Given instruction
Pick out each line of the records below that contains the word "distant", and copy those lines in full.

[Collected data]
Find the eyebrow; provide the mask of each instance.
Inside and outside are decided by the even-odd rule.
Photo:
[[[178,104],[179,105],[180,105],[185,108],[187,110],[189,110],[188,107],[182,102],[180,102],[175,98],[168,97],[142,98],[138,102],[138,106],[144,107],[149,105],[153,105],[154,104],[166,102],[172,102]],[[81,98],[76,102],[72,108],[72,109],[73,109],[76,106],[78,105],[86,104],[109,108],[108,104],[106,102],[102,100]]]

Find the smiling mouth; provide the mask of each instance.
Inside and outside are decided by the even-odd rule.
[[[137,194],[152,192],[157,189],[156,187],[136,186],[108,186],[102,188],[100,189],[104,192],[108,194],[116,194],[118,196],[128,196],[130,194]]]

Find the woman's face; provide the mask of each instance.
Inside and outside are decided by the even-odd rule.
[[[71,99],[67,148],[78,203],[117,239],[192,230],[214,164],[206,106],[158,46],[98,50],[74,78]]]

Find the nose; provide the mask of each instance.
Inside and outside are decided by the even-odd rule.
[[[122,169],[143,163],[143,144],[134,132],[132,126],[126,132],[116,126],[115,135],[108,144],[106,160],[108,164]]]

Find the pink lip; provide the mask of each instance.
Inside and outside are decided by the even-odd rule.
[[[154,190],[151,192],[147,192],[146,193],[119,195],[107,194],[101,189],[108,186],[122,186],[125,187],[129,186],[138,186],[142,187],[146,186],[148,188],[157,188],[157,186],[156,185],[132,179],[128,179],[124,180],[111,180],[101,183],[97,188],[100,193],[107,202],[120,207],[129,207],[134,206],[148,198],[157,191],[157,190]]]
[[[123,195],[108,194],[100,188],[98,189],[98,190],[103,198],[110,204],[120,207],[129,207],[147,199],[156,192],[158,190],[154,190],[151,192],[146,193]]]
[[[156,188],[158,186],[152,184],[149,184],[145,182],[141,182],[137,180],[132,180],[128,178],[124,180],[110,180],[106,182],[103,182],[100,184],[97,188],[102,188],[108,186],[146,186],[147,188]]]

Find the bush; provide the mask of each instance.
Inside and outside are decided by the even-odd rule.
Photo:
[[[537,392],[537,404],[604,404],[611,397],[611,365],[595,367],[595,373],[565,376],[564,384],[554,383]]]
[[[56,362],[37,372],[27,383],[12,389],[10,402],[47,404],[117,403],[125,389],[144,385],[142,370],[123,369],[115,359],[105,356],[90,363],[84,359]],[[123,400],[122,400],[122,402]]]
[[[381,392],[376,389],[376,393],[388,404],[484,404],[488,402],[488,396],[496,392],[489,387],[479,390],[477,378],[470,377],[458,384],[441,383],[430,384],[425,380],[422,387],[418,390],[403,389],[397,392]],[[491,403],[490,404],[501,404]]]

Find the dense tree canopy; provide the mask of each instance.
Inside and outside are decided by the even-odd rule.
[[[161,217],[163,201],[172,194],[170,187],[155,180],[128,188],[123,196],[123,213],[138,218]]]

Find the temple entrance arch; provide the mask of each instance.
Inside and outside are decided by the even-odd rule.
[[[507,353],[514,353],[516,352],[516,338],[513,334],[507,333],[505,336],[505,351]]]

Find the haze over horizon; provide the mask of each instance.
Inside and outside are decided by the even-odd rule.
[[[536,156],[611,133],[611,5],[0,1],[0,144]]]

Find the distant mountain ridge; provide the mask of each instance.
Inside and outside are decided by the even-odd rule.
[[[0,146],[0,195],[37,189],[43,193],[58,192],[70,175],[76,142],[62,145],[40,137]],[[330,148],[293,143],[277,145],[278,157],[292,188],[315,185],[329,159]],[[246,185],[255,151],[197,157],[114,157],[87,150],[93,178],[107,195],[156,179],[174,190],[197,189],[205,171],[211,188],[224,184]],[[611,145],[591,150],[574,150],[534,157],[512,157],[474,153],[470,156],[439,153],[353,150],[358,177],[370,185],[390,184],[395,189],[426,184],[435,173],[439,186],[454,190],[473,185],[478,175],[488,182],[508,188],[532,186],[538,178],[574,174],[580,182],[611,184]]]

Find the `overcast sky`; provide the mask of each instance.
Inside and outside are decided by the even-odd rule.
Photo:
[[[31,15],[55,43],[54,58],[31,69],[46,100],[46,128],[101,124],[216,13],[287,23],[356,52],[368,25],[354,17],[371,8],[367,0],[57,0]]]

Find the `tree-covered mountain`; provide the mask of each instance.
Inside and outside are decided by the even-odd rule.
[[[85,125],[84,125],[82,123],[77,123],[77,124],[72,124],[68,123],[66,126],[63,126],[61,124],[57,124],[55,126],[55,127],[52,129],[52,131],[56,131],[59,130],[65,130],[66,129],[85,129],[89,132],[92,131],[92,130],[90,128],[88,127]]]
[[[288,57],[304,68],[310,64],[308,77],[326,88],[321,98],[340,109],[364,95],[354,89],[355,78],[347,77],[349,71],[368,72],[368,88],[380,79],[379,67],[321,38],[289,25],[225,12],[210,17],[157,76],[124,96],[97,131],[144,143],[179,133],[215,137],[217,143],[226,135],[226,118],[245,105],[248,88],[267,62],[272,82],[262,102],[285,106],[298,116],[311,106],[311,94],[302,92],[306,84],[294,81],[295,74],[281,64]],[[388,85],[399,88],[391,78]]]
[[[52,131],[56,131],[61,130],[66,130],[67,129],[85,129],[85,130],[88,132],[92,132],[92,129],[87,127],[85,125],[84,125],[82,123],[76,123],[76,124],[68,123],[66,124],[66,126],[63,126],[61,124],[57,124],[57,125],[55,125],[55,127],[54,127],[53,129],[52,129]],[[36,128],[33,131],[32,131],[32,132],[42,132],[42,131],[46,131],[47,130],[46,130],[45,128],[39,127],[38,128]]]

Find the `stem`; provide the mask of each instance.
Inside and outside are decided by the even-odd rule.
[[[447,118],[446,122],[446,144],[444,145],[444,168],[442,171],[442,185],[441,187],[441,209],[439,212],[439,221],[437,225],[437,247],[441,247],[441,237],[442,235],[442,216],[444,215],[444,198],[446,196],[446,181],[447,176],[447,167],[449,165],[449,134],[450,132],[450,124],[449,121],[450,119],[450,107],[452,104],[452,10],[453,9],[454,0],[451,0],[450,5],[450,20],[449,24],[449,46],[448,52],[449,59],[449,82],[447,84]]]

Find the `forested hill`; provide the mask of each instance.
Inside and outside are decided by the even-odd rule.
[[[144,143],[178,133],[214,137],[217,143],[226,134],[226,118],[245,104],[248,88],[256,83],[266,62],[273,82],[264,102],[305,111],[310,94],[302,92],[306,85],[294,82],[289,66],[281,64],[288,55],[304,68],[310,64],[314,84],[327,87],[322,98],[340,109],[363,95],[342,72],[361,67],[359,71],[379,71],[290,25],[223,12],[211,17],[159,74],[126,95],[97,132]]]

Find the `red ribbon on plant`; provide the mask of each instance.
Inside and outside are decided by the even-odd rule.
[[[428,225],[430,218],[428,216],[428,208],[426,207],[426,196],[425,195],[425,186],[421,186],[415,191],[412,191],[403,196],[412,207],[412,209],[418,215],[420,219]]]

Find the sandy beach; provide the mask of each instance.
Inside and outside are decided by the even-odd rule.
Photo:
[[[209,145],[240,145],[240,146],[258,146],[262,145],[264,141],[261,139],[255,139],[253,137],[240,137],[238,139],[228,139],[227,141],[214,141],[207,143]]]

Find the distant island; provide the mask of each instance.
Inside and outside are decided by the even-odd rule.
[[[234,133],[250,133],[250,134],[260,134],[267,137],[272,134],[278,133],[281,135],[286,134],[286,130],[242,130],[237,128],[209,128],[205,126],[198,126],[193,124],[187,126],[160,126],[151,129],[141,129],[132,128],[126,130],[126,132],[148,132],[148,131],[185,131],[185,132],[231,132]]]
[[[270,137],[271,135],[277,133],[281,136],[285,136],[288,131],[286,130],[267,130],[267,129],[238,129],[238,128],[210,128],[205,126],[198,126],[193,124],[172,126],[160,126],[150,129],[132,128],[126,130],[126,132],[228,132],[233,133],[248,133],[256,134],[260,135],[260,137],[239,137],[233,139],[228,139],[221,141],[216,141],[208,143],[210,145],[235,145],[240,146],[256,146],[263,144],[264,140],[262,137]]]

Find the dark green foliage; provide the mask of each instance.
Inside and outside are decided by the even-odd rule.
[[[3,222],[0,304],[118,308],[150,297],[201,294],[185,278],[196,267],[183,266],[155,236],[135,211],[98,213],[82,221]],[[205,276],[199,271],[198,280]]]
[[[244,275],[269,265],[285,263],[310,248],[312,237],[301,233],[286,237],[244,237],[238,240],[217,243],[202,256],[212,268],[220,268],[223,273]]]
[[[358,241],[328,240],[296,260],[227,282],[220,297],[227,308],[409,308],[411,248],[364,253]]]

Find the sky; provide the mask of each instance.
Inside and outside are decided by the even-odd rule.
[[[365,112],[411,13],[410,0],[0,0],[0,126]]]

Worked solution
Find the distant mountain ridge; provide the mask of each instance.
Find the distant island; provide the mask of each instance.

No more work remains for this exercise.